> [Given problem 1]: In the model analysis text, list every method the chapter says it will introduce first.
> [Given problem 2]: Transcribe the part of the model analysis text that begins at the words "So in this chapter, we" and ends after "non-compliant firms classfication.".
> [Given problem 3]:
Answer from the model analysis text:
(a) What test_size is passed to train_test_split?
(b) What batch size do the training and validation loaders use?
(c) What value is given to np.random.seed?

# Model Analysis

In the previous chapter, we introduced the basic use of `PyTorch` and use a neural network model to predict the probabilities of listed firms' tax non-compliance behaviors. Our previous model may be too simple, this leads to a bad prediction performance. By tunning the hyperparameters or regularizaition, we can further improve our model.

So in this chapter, we would first introduce some regularization methods including $\ell_2$ regularization, dropout, early stopping and batch normalization. Then, we apply these methods to the example of tax non-compliant firms classfication.

**Learning Goal**:
1. Implementing some regularization methods (L2 penalty, dropout, early stopping);
2. Implementing batch normalization;

## Contents

## 0 - Import Packages and Data

In [1]:
import pandas as pd # used for data import
import numpy as np # used for numerical operations
import torch # used for tensor operations
import torch.nn as nn # used for building neural networks
from torch.utils.data import DataLoader, TensorDataset # used for creating data loaders
from sklearn.preprocessing import StandardScaler # used for standardizing features
from sklearn.metrics import precision_recall_curve, average_precision_score # used for evaluating models
import statsmodels.api as sm # used for probit & logit regression
import matplotlib.pyplot as plt # used for plotting PR curves
from sklearn.model_selection import train_test_split # used for splitting data into train/valiadtion sets

from utils import FNN, train, test

np.random.seed(42) # set random seed for reproducibility
torch.manual_seed(42)

<torch._C.Generator at 0x11f716e10>

In [None]:
train_df = pd.read_csv('../全连接神经网络/train_data.csv') # import training data
test_df = pd.read_csv('../全连接神经网络/test_data.csv')

train_df, valid_df = train_test_split(train_df, 
                                      stratify=train_df['noncompliance'], 
                                      test_size=0.2, 
                                      random_state=42,
                                      shuffle=True)

scaler = StandardScaler()
X_train_array = scaler.fit_transform(train_df.drop(['noncompliance'], axis=1))
X_valid_array = scaler.transform(valid_df.drop(['noncompliance'], axis=1))
X_test_array = scaler.transform(test_df.drop(['noncompliance'], axis=1))
y_train_array = train_df['noncompliance'].values
y_valid_array = valid_df['noncompliance'].values
y_test_array = test_df['noncompliance'].values

def prepare_loader(X_array, y_array, batch_size, shuffle):
    X_tensor = torch.tensor(X_array, dtype=torch.float32)
    y_tensor = torch.tensor(y_array, dtype=torch.float32)
    dataset = TensorDataset(X_tensor, y_tensor)
    loader = DataLoader(dataset, batch_size=batch_size, shuffle=shuffle)
    return loader

train_loader = prepare_loader(X_train_array, y_train_array, batch_size=128, shuffle=True)
valid_loader = prepare_loader(X_valid_array, y_valid_array, batch_size=128, shuffle=True)

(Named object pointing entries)

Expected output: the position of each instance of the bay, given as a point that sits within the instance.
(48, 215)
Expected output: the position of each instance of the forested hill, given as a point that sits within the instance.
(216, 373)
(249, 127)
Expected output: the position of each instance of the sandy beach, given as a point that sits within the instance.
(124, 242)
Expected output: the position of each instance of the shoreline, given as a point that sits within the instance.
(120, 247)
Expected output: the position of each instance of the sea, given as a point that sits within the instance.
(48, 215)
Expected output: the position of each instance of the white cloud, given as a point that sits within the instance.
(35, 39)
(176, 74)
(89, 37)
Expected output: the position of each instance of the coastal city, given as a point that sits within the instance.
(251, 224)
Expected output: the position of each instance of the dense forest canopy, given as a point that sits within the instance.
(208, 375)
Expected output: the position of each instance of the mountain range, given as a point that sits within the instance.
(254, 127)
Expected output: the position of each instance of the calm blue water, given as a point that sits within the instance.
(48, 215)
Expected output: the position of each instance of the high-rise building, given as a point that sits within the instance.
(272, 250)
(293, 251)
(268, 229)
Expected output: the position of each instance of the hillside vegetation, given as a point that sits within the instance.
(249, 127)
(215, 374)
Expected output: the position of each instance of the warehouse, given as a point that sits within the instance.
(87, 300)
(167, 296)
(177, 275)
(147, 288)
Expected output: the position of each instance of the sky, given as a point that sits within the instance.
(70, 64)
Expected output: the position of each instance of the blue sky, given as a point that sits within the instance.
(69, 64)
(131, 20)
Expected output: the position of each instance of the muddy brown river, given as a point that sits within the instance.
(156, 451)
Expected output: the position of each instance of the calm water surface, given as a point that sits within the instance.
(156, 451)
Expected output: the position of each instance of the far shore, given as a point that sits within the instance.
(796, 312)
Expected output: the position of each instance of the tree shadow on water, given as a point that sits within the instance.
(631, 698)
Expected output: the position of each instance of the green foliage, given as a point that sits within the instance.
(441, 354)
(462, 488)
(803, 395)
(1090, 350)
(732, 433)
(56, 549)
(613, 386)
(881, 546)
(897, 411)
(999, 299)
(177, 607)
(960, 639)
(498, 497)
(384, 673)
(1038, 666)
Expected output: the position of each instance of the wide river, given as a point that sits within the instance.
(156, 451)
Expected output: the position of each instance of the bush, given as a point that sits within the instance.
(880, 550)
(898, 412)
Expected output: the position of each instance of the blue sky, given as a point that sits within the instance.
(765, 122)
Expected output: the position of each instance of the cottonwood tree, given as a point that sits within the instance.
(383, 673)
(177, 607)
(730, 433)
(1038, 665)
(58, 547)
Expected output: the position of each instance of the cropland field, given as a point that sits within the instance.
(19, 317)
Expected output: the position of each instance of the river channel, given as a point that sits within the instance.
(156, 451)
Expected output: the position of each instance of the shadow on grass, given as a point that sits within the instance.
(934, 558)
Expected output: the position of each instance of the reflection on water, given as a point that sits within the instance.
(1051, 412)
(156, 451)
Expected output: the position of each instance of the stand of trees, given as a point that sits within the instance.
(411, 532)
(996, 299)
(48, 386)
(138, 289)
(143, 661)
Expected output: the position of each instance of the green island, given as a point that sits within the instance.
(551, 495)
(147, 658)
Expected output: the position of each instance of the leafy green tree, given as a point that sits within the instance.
==
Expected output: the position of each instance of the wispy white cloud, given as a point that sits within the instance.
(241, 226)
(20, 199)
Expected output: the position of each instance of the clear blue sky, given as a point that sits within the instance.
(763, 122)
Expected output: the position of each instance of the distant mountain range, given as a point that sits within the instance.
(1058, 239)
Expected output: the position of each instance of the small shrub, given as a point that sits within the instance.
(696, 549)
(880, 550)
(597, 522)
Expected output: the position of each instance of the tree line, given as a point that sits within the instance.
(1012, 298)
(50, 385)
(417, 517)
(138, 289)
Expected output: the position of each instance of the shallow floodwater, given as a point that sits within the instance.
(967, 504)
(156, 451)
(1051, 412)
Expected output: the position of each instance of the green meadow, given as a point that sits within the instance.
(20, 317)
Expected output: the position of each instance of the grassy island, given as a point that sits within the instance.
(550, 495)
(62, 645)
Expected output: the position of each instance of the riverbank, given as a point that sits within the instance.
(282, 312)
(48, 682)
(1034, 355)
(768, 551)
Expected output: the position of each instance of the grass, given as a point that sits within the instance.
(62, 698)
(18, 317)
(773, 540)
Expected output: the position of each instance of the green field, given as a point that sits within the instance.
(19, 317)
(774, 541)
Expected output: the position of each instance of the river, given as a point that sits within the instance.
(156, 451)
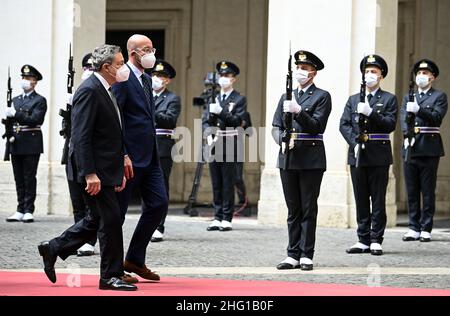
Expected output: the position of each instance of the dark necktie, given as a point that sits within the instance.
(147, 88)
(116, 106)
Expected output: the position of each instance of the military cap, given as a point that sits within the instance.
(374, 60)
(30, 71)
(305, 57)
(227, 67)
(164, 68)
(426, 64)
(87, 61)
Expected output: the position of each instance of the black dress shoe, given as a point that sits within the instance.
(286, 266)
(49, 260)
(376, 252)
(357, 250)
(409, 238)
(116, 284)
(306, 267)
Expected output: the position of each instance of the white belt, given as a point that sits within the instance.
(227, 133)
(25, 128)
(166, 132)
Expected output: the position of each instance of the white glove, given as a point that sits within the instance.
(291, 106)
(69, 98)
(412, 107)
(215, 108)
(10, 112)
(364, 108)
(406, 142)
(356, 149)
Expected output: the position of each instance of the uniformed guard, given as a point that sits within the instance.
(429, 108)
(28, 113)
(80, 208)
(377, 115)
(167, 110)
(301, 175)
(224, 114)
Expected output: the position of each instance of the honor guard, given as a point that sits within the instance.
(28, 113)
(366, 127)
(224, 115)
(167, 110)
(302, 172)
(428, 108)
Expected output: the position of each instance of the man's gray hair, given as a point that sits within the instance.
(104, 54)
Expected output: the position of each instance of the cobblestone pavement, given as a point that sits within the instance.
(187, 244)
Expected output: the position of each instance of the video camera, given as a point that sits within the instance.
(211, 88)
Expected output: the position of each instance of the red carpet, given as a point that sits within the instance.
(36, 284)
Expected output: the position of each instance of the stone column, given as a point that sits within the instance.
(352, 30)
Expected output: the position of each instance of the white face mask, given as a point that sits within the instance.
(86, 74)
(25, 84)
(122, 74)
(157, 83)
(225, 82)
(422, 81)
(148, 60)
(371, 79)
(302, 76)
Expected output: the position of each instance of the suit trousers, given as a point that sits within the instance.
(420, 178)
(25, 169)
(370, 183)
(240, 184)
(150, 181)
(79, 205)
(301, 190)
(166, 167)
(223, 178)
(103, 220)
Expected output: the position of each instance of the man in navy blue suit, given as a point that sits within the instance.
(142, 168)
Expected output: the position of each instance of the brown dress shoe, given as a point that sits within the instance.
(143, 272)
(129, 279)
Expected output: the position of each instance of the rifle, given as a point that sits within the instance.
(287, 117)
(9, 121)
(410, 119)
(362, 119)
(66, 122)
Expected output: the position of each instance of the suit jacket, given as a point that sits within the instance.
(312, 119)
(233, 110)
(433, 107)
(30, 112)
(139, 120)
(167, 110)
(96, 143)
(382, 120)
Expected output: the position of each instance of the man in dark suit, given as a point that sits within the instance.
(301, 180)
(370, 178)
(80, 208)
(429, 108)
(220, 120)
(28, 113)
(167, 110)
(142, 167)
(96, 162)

> [Full output 1]: ℓ2 regularization, dropout, early stopping, batch normalization

> [Full output 2]:
So in this chapter, we would first introduce some regularization methods including $\ell_2$ regularization, dropout, early stopping and batch normalization. Then, we apply these methods to the example of tax non-compliant firms classfication.

> [Full output 3]:
(a) 0.2
(b) 128
(c) 42